TASK PROMPT:
Your response should consist of the entries below, written out exactly.
*** Block opens ***
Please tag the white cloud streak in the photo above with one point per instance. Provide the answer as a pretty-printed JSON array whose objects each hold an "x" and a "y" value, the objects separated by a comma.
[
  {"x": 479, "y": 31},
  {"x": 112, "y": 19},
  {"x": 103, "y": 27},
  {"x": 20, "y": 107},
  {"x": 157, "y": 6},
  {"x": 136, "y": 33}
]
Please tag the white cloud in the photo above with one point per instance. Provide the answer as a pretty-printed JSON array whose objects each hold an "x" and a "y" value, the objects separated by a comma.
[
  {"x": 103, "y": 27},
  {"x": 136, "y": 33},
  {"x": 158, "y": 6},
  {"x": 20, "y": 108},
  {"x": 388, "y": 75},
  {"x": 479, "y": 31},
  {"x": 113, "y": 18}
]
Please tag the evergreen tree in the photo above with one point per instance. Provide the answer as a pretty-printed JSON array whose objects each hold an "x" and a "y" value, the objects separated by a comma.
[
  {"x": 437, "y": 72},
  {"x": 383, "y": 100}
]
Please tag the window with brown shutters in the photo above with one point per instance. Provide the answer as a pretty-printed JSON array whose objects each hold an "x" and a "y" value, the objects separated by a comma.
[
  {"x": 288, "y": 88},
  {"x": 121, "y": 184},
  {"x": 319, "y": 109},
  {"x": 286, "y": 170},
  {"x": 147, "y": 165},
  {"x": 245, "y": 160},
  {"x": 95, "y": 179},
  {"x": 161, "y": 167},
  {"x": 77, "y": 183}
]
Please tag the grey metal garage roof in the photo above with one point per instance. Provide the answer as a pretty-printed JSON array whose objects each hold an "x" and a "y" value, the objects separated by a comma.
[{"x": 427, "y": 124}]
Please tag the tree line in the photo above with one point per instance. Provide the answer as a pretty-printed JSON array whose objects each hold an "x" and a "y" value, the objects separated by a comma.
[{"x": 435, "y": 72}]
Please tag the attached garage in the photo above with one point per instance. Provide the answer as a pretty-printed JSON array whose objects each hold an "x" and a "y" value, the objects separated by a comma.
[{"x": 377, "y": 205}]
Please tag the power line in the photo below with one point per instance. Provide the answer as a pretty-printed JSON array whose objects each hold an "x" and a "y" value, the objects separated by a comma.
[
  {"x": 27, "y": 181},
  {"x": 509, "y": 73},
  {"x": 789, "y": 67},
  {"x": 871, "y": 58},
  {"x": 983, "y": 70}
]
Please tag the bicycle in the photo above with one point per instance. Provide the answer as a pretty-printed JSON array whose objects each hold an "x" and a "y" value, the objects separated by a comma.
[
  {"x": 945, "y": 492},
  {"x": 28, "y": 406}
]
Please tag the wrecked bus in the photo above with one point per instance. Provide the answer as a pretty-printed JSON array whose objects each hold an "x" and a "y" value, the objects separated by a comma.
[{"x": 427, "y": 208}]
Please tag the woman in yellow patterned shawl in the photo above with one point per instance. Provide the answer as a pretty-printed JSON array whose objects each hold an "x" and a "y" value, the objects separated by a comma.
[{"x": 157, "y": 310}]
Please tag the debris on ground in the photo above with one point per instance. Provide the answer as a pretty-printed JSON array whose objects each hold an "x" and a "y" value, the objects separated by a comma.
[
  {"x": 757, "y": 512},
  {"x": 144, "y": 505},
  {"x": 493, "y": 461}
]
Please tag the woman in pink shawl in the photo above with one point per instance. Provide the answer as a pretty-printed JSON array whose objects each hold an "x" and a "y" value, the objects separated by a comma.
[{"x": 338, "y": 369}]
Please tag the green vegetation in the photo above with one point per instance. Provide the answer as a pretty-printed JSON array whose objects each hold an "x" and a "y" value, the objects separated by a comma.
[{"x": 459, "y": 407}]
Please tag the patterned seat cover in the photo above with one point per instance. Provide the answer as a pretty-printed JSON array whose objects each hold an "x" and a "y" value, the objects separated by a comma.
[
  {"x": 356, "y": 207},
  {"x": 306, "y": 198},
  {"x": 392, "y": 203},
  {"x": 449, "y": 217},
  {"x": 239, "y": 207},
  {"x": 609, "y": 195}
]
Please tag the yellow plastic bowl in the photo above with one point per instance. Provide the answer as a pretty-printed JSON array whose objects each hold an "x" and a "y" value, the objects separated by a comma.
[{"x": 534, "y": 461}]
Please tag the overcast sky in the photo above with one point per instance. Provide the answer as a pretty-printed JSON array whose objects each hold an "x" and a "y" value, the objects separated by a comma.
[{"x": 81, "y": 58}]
*** Block closes ***
EXERCISE OUTPUT:
Please tag the white cloud streak in the photo above with one point per instance. Provide the answer as a pretty-printed JSON array whose objects each hold an "x" and a "y" value, the objects separated by a comma.
[
  {"x": 479, "y": 31},
  {"x": 112, "y": 19},
  {"x": 103, "y": 27},
  {"x": 20, "y": 107},
  {"x": 157, "y": 6},
  {"x": 136, "y": 33}
]
Please tag the white cloud in the photo above with one point per instance. Provide the answer as a pretty-printed JSON array whose objects each hold an "x" and a "y" value, the objects separated by a comma.
[
  {"x": 103, "y": 27},
  {"x": 136, "y": 33},
  {"x": 158, "y": 6},
  {"x": 20, "y": 108},
  {"x": 388, "y": 75},
  {"x": 479, "y": 31},
  {"x": 113, "y": 18}
]
Please tag the evergreen tree in the photo above with one point per instance. Provide the answer as a pretty-printed JSON array whose objects each hold an "x" and a "y" value, the objects separated by a comma.
[
  {"x": 437, "y": 72},
  {"x": 383, "y": 100}
]
Please tag the window with brown shutters in the photo above with one point per instance. Provide the answer as a pretty-printed JSON array whose objects each hold an "x" and a "y" value, the objects separated by a comma.
[
  {"x": 288, "y": 88},
  {"x": 121, "y": 184},
  {"x": 319, "y": 109},
  {"x": 286, "y": 170},
  {"x": 147, "y": 165},
  {"x": 245, "y": 160},
  {"x": 95, "y": 179},
  {"x": 161, "y": 167},
  {"x": 77, "y": 183}
]
Please tag the grey metal garage roof in the photo above with one point per instance. Provide the answer as a pretty-printed JSON array whose objects each hold an "x" and a "y" value, the objects separated by a comma.
[{"x": 427, "y": 124}]
Please tag the tree line in the photo above with one point per instance. Provide the answer as a pretty-printed JSON array whose objects each hold an "x" and a "y" value, the objects separated by a comma.
[{"x": 435, "y": 72}]
Please tag the attached garage in the photo above with one point per instance. Provide the answer as a pretty-printed JSON array whose objects each hold an "x" and a "y" value, the objects separated by a comma.
[{"x": 377, "y": 205}]
Please tag the power line in the photo below with one point per instance. Provide the answer as a pretty-printed JSON array whose objects each hold an "x" and a "y" value, the objects separated by a comma.
[
  {"x": 27, "y": 181},
  {"x": 509, "y": 73},
  {"x": 789, "y": 67},
  {"x": 871, "y": 58},
  {"x": 983, "y": 70}
]
Please tag the bicycle in the photo above with one point per instance. Provide the answer as a pretty-printed JSON array whose objects each hold an "x" and a "y" value, the objects separated by a comma.
[
  {"x": 945, "y": 492},
  {"x": 28, "y": 406}
]
Please tag the wrecked bus in the photo above with one point per instance. Provide the answer as a pretty-printed JSON array whose objects each hold an "x" and a "y" value, the objects separated by a comma.
[{"x": 427, "y": 208}]
Please tag the woman in yellow patterned shawl in the photo above with one point per instance. Provide the answer as a pretty-printed JSON array whose objects each hold an "x" and a "y" value, the objects separated by a comma.
[{"x": 157, "y": 310}]
Please tag the debris on ground in the photo above with one point per instance. Provide the answer as a pretty-printed JSON array whose objects each hold an "x" and a "y" value, the objects separated by a comma.
[
  {"x": 757, "y": 512},
  {"x": 144, "y": 505},
  {"x": 493, "y": 461}
]
Please tag the woman in pink shawl in the photo above with one point per instance. Provide the answer as a pretty-printed JSON array whose objects each hold an "x" and a "y" value, the objects separated by a comma.
[{"x": 338, "y": 369}]
Please tag the green vegetation in the photo above with one point per instance. Provide the answer as a pretty-printed JSON array whose objects each hold an "x" and a "y" value, the objects separated by a comma.
[{"x": 459, "y": 407}]
Please tag the patterned seat cover in the photo above with one point per instance. Provide the answer as a pretty-printed JSON array whose objects each hold an "x" and a "y" value, the objects separated by a comma.
[
  {"x": 356, "y": 207},
  {"x": 306, "y": 198},
  {"x": 392, "y": 203},
  {"x": 449, "y": 217},
  {"x": 239, "y": 207},
  {"x": 609, "y": 195}
]
Please tag the yellow plastic bowl in the photo above with one point per instance. Provide the answer as a pretty-printed JSON array whose objects each hold an "x" and a "y" value, the objects separated by a comma.
[{"x": 534, "y": 461}]
Please tag the overcast sky in the photo above with one point per instance. Provide the answer as a pretty-printed JSON array whose objects each hold an "x" and a "y" value, the objects separated by a comma.
[{"x": 81, "y": 58}]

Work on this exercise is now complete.